• **Aim of the exercise**
On the Cluster Linking page, what email address is given for signing up for the Early Access program or sending feedback?
## begin Page text
Important

Cluster Linking is currently available on Confluent Cloud in an Early Access Program to a limited set of adopters. This feature can be used by those in the Early Access program for evaluation and non-production testing purposes, and to provide feedback to Confluent.

Your feedback is important for building out this feature. (For example, what metrics would you like to see exposed on the cluster link?) If you would like to sign up to participate in the Early Access or send feedback, email clusterlinking@confluent.io.

Cluster Linking (Early Access)

Confluent is incrementally adding multi-cloud, multi-region, and hybrid capabilities to Confluent Cloud, starting with this limited access introduction of Cluster Linking.

These will support a variety of use cases and architectures, including:

  • Disaster recovery
  • High availability
  • Migration

What is Cluster Linking?

Cluster Linking allows you to directly connect clusters together and mirror topics from one cluster to another. You can think of a “cluster link” as a bridge that connects on cluster to another. Topics can share data across the bridge. Data moves from a topic on the source cluster to a “mirrored” topic on the destination cluster by means of the cluster link.
## end Page text
## begin Recorded information
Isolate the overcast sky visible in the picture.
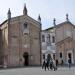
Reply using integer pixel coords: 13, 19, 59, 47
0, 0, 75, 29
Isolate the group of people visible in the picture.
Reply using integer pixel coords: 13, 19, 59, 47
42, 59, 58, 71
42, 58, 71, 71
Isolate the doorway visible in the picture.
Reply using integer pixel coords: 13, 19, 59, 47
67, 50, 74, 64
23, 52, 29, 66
## end Recorded information
## begin Recorded information
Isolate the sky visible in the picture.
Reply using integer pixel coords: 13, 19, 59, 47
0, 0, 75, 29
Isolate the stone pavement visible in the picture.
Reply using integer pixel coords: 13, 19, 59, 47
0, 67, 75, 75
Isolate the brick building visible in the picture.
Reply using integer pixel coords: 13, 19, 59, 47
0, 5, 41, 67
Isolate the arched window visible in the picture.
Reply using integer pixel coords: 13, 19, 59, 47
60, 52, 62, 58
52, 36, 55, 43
## end Recorded information
• **Result below**
clusterlinking@confluent.io